Instructions for the task |
Please copy all the lines that follow, word for word.

━━━ Records ━━━

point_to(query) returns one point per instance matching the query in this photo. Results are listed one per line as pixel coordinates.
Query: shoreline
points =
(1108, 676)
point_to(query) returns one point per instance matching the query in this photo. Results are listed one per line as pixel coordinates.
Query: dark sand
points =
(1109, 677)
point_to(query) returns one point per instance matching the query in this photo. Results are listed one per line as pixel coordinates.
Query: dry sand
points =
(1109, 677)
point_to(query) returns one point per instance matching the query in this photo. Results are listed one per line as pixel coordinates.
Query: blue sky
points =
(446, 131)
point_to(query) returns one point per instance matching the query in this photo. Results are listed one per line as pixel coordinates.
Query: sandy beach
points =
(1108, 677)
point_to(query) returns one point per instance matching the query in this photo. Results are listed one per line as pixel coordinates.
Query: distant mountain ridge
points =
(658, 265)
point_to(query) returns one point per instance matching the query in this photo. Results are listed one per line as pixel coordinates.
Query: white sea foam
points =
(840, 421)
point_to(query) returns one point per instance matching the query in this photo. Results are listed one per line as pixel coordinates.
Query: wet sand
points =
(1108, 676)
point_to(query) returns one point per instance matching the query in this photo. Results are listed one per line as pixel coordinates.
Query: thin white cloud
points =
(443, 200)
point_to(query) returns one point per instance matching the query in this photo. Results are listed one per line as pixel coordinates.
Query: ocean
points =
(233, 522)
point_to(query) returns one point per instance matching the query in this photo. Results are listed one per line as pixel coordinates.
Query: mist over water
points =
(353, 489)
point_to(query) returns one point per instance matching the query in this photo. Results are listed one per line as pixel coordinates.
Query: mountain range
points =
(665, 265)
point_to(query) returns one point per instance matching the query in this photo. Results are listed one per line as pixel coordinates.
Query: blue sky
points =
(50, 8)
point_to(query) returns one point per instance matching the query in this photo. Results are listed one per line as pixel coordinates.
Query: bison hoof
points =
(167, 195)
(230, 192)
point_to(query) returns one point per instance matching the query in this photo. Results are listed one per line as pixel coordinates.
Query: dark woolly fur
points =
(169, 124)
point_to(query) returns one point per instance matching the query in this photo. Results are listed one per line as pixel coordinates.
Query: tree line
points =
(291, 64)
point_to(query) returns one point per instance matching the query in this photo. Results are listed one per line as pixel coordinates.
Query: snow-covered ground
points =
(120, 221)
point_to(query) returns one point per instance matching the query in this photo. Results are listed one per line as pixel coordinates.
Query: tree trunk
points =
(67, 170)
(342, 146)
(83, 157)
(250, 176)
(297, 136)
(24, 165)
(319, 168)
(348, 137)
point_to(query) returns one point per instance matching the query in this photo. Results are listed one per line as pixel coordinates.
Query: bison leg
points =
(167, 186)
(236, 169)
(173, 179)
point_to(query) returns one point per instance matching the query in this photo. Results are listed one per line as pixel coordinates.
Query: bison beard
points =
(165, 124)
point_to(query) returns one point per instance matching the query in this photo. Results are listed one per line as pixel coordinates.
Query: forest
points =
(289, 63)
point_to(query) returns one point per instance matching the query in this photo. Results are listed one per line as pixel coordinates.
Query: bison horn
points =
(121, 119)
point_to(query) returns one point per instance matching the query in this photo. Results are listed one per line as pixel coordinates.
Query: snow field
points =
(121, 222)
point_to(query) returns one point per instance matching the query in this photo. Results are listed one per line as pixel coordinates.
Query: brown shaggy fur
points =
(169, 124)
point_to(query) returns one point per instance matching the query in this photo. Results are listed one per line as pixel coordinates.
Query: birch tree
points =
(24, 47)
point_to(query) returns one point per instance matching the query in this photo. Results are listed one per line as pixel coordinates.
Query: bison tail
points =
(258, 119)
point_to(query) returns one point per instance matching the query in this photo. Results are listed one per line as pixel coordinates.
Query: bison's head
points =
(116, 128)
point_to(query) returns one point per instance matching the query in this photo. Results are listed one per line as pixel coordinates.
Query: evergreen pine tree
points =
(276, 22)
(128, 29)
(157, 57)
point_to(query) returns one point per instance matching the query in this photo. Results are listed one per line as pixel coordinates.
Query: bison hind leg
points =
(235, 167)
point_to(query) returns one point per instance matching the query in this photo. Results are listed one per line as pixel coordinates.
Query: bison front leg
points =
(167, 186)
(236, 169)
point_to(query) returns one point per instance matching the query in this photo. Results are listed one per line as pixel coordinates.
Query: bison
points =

━━━

Output below |
point_to(query) returns one point per instance matching the query in this photo. Results are listed one per line as pixel coordinates.
Query: shoreline
points =
(1108, 676)
point_to(query) returns one point per instance matching the query in this photo. Results are listed one per line as pixel coordinates.
Query: dark sand
points =
(1109, 677)
point_to(query) returns one point per instance matching the query in this photo. Results are listed one per line as pixel coordinates.
Query: dry sand
points =
(1109, 677)
point_to(query) returns one point per instance matching the query in this photo. Results are listed one per line as pixel coordinates.
Query: blue sky
points =
(446, 131)
point_to(query) returns one point per instance matching the query in this photo. Results are listed one per line as pixel coordinates.
Query: sandy beach
points =
(1108, 677)
point_to(query) returns one point per instance matching the query in this photo. Results are listed one per line as pixel coordinates.
Query: distant mountain ridge
points =
(658, 265)
point_to(query) returns one point per instance matching the query in this photo. Results are listed one per line as pixel coordinates.
Query: white sea foam
points =
(840, 421)
point_to(query) returns one point per instance matching the query in this photo. Results are listed one per line as pixel coordinates.
Query: wet sand
points =
(1108, 676)
point_to(query) returns one point per instance matching the query in this photo. Results are listed one per line as pixel coordinates.
Query: thin white cloud
points =
(443, 200)
point_to(query) returns one point per instance matching the query in this photo. Results are listed one per line as pixel coordinates.
Query: ocean
points =
(233, 522)
point_to(query) returns one point per instance matching the query in this photo. Results are listed one per line as pixel coordinates.
Query: mist over water
points =
(353, 489)
point_to(query) returns one point per instance matching the query in this photo. Results are listed one per line as pixel coordinates.
Query: mountain range
points =
(665, 265)
point_to(query) returns one point per instance matching the query in this photo. Results are listed one per line as pixel coordinates.
Query: blue sky
points =
(50, 8)
point_to(query) returns one point per instance matching the query in this photo. Results are listed one per line as pixel coordinates.
Query: bison hoof
points =
(167, 195)
(230, 192)
point_to(query) returns one point per instance matching the query in this photo. Results are listed one per line as pixel coordinates.
Query: dark woolly fur
points =
(169, 124)
point_to(query) returns one point per instance matching the query in this photo. Results are listed one per line as pixel coordinates.
Query: tree line
points =
(291, 64)
point_to(query) returns one point per instance matching the query in this photo. Results are listed one per line as pixel coordinates.
Query: snow-covered ground
points =
(120, 221)
point_to(query) returns one point per instance matching the query in this photo. Results are listed one per line as pixel coordinates.
Query: tree trunk
points =
(67, 170)
(342, 146)
(83, 157)
(250, 176)
(297, 136)
(24, 165)
(319, 168)
(348, 137)
point_to(query) returns one point per instance matching the query in this photo. Results are listed one per line as pixel coordinates.
Query: bison leg
points =
(167, 186)
(236, 169)
(173, 179)
point_to(query) returns one point per instance matching the query in this photo. Results are listed one per line as pixel coordinates.
Query: bison beard
points =
(165, 124)
point_to(query) returns one point per instance matching the query in this photo. Results are listed one per line as pixel coordinates.
Query: forest
points =
(289, 63)
point_to(query) returns one point per instance matching the query in this photo. Results are listed one per line as pixel coordinates.
Query: bison horn
points =
(121, 119)
point_to(query) returns one point per instance matching the query in this photo. Results are listed one per line as pixel coordinates.
Query: snow field
points =
(121, 222)
point_to(query) returns one point per instance matching the query in this photo. Results are listed one per line as pixel coordinates.
Query: brown shaggy fur
points =
(169, 124)
point_to(query) returns one point per instance matching the query in this photo. Results are listed one per line as pixel coordinates.
Query: birch tree
points =
(24, 47)
point_to(query) returns one point per instance matching the query in this photo. Results are listed one per line as pixel coordinates.
Query: bison tail
points =
(258, 119)
point_to(query) returns one point per instance matching the query in this photo. Results are listed one per line as pixel coordinates.
Query: bison's head
points =
(116, 128)
point_to(query) returns one point per instance matching the query in this photo. Results are listed one per line as pixel coordinates.
Query: evergreen pine tree
points =
(276, 22)
(128, 29)
(157, 57)
point_to(query) returns one point per instance matching the query in this photo. Results are listed one per line as pixel coordinates.
Query: bison hind leg
points =
(235, 167)
point_to(query) returns one point per instance matching the query in this photo. Results are listed one per line as pixel coordinates.
Query: bison front leg
points =
(167, 186)
(236, 169)
point_to(query) returns one point per instance matching the query in this photo. Results are listed one per line as pixel coordinates.
Query: bison
points =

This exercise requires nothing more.